* **Exercise prompt**:
Could you arrange everything below, from the row containing "Look at the photo above. For each instance of the tree" down to the row containing "pixel 1119 386", including both of those rows, as a numbered list, leaving out any blank lines?
===== Supplied material
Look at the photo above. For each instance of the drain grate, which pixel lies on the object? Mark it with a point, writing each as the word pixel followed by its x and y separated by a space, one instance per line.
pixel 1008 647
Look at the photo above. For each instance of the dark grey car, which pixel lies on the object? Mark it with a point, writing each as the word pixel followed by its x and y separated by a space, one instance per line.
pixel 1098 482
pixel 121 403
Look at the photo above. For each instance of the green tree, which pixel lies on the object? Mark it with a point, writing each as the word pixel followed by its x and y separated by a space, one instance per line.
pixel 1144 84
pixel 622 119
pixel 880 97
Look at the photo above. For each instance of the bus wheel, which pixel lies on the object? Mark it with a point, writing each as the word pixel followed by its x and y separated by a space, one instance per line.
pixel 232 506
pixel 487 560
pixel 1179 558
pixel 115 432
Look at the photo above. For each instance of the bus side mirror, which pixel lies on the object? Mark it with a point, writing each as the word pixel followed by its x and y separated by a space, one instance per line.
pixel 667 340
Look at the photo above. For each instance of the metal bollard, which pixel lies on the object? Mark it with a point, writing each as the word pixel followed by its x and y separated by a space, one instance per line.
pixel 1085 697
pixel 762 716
==========
===== Supplied material
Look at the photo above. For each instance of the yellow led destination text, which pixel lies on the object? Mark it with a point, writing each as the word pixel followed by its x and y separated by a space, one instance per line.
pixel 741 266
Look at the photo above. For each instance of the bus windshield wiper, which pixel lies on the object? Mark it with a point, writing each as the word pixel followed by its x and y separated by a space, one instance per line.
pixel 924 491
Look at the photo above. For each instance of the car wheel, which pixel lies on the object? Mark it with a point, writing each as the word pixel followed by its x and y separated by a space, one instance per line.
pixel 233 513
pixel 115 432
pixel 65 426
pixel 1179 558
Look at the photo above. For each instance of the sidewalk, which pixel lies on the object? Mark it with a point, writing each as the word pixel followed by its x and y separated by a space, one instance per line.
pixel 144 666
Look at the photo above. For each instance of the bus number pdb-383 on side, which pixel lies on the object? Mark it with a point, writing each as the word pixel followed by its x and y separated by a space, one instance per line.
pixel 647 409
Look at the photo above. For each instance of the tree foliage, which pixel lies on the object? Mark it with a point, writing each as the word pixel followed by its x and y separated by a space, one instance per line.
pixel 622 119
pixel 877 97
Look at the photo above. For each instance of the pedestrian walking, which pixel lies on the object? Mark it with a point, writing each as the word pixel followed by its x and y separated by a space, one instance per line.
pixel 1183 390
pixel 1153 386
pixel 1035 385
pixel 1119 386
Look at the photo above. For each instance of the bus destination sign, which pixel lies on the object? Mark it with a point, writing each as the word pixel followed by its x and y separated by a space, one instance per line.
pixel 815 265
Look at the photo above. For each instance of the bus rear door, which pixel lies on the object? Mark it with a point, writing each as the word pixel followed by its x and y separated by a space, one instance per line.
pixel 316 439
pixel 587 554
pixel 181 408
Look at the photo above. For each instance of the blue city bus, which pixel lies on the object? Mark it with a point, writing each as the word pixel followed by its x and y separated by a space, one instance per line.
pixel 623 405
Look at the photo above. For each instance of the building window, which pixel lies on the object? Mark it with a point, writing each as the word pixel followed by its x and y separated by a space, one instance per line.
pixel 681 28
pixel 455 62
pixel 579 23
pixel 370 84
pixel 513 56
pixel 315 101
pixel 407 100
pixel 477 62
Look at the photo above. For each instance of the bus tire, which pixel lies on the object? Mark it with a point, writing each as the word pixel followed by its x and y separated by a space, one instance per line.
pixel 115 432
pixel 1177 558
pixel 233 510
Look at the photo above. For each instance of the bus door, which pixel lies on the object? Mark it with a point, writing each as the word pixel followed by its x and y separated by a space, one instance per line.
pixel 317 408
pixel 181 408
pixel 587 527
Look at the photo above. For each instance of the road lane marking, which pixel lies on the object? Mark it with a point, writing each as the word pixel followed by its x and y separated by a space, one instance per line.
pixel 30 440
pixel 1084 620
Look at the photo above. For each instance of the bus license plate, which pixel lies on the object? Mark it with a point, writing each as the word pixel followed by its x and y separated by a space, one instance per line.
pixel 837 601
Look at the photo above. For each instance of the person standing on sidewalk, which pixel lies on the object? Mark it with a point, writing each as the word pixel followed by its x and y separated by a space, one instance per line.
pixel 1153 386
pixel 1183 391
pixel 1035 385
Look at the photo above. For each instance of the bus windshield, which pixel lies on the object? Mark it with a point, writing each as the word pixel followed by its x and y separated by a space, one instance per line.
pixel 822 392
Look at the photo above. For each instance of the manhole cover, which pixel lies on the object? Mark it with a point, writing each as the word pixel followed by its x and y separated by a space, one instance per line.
==========
===== Supplied material
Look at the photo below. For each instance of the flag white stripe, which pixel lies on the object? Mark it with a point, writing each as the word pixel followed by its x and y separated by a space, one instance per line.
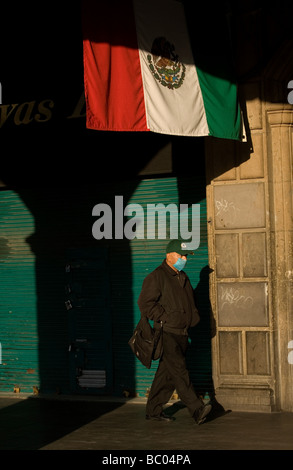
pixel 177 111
==========
* **Exercise response**:
1. Look at the photo above. For each instance of the tree foliage, which pixel lies on the object? Mark it with a point, writing each as the word pixel followed by its x and y separated by a space, one instance per line.
2. pixel 622 119
3. pixel 877 97
4. Look at the photo above. For each instance of the pedestrian walking, which pixel lies on the object? Mark it with a point, writing each as the word pixel followed by its x and y separated by a space, one instance per line.
5. pixel 1183 390
6. pixel 1153 386
7. pixel 1035 385
8. pixel 1119 386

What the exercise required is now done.